Set task:
Rewrite the lines from the one containing "One keypoint belongs to every instance. Tag the small" down to the last, switching "photo" to "image" and leaving everything else unchanged. Omit the pictures.

The records:
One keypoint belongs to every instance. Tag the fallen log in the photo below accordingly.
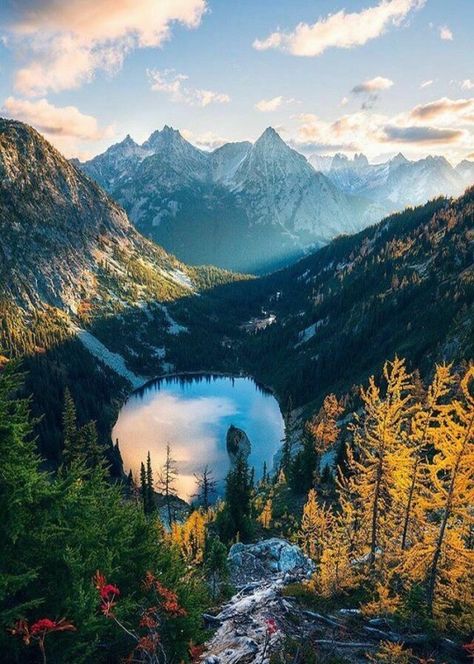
(342, 644)
(323, 619)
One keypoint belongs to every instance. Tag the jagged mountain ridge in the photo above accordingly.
(58, 228)
(404, 286)
(398, 182)
(69, 256)
(244, 207)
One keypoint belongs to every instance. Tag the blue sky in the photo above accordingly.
(330, 75)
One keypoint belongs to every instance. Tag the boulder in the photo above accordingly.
(238, 444)
(267, 559)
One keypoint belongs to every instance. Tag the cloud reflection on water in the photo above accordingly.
(193, 417)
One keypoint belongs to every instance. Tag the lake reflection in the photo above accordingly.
(192, 414)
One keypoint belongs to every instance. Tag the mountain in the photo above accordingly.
(68, 251)
(83, 296)
(404, 286)
(398, 182)
(465, 168)
(244, 207)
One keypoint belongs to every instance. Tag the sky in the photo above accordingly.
(372, 76)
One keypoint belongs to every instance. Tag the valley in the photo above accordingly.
(258, 207)
(93, 311)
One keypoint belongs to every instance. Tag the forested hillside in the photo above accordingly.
(403, 286)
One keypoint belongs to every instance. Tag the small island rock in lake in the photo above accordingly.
(238, 444)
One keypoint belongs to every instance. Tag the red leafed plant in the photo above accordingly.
(271, 628)
(37, 632)
(149, 647)
(469, 648)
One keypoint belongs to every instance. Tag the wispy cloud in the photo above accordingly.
(340, 30)
(445, 33)
(270, 105)
(416, 134)
(444, 125)
(371, 88)
(65, 43)
(372, 85)
(444, 107)
(175, 87)
(64, 126)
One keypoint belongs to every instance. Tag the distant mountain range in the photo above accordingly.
(255, 207)
(244, 207)
(398, 182)
(67, 250)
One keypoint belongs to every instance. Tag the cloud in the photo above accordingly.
(370, 90)
(270, 105)
(55, 120)
(174, 86)
(340, 30)
(416, 134)
(207, 140)
(65, 43)
(441, 108)
(65, 126)
(372, 85)
(445, 33)
(366, 130)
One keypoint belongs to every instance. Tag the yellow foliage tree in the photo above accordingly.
(190, 536)
(265, 517)
(315, 526)
(323, 427)
(379, 437)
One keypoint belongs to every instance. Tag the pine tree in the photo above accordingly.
(323, 428)
(167, 483)
(234, 521)
(89, 444)
(216, 564)
(265, 517)
(71, 450)
(412, 474)
(451, 489)
(379, 438)
(144, 488)
(316, 523)
(150, 486)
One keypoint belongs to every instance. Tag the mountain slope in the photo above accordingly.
(243, 207)
(403, 286)
(66, 248)
(396, 183)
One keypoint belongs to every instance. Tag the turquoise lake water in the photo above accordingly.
(193, 413)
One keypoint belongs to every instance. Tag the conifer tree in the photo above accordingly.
(265, 517)
(315, 525)
(410, 475)
(144, 488)
(207, 487)
(234, 521)
(89, 444)
(167, 483)
(379, 442)
(451, 491)
(150, 487)
(71, 450)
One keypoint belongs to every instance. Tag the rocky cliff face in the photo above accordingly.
(244, 207)
(61, 236)
(238, 444)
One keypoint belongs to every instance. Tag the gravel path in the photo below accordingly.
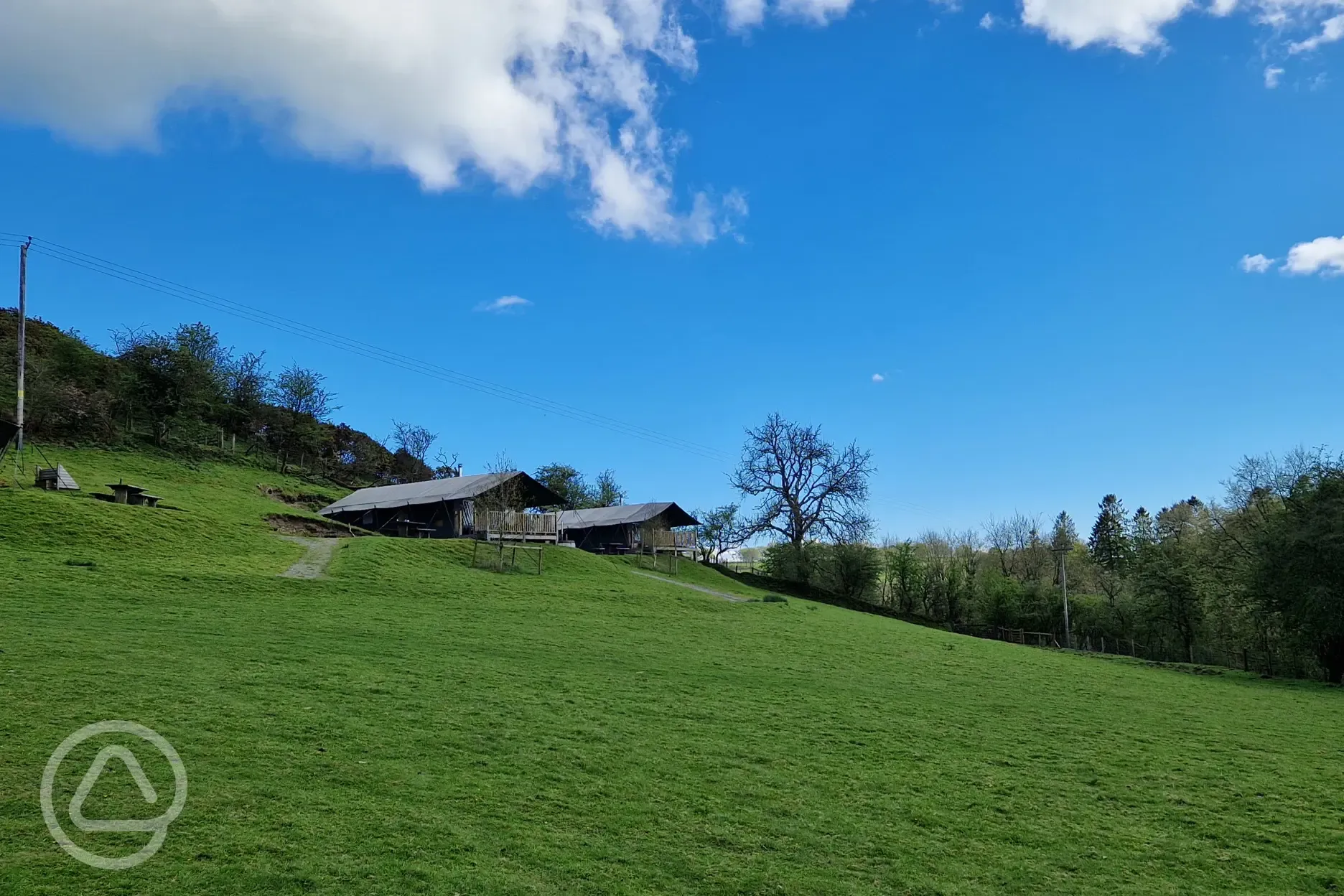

Correct result:
One keypoint belongs to every instance. Tag the small island rock in lake in the image above accordingly.
(238, 444)
One keypoint belongs to every instance. Tag the red leafed plant in the image above accordingly.
(271, 628)
(37, 632)
(149, 647)
(469, 648)
One keypoint belongs to every instance. Tag the wispy cloud in the image above accordingly.
(340, 30)
(445, 33)
(270, 105)
(416, 134)
(444, 125)
(371, 88)
(65, 43)
(372, 85)
(444, 107)
(175, 87)
(64, 126)
One keypoint belongs to every instance. Tag the distant mountain range in the image above accordingly.
(255, 207)
(244, 207)
(398, 182)
(67, 250)
One keypoint belongs to every instance. Tag the cloud in the image above accordingly.
(370, 90)
(270, 105)
(55, 120)
(174, 86)
(340, 30)
(416, 134)
(207, 140)
(65, 43)
(441, 108)
(65, 126)
(372, 85)
(445, 33)
(366, 130)
One keypoint belongs to every instance. Tag the yellow foliage tree in the image above accordingly.
(190, 536)
(265, 517)
(315, 526)
(323, 427)
(379, 437)
One keypoint belongs to every instance. Tag the pine tree in the image above accordingly.
(323, 428)
(167, 483)
(234, 521)
(89, 444)
(216, 564)
(265, 517)
(71, 450)
(412, 474)
(451, 489)
(379, 438)
(144, 488)
(316, 523)
(150, 486)
One keypoint belongs to every instance. Tag the mountain slope in the image above accordingly.
(243, 207)
(403, 286)
(66, 248)
(396, 183)
One keypoint belongs to every instance. Tag the turquoise lake water in the image above accordingly.
(193, 413)
One keypoint belongs to every instance. Tag the conifer tree in the image above accordingly.
(265, 517)
(315, 525)
(410, 475)
(144, 488)
(207, 487)
(234, 521)
(89, 444)
(167, 483)
(379, 442)
(451, 491)
(150, 487)
(71, 450)
One keypoint belongs to every instance. Tag the rocky cliff face in the image above accordingly.
(244, 207)
(61, 236)
(238, 444)
One keypoint belongs to every instance. Tag the gravel path in the image below accordingly.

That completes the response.